EXERCISE INSTRUCTIONS ▸ Can you extract the lines below word for word, leaving the pictures out?

· · · · · · ·

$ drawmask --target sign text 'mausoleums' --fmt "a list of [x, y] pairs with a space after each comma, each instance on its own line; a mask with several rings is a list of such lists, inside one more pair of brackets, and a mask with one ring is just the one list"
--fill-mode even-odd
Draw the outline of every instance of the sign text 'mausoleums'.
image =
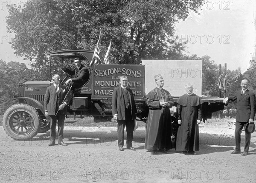
[[95, 65], [93, 71], [93, 96], [111, 96], [119, 86], [120, 77], [125, 75], [128, 85], [135, 96], [144, 96], [145, 66], [142, 65]]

· · · · · · ·

OUTPUT OF THE EXERCISE ▸
$ drawmask --target sign text 'mausoleums' --fmt "a list of [x, y] pairs with a space after each comma, each instance on its own line; a mask with several rings is a list of such lists, inside one more pair of brackets, and a mask with one ring is just the one list"
--fill-mode even-odd
Draw the outline of every instance of the sign text 'mausoleums'.
image =
[[95, 65], [93, 71], [93, 96], [111, 96], [119, 86], [120, 77], [125, 75], [128, 85], [135, 96], [144, 96], [145, 66], [142, 65]]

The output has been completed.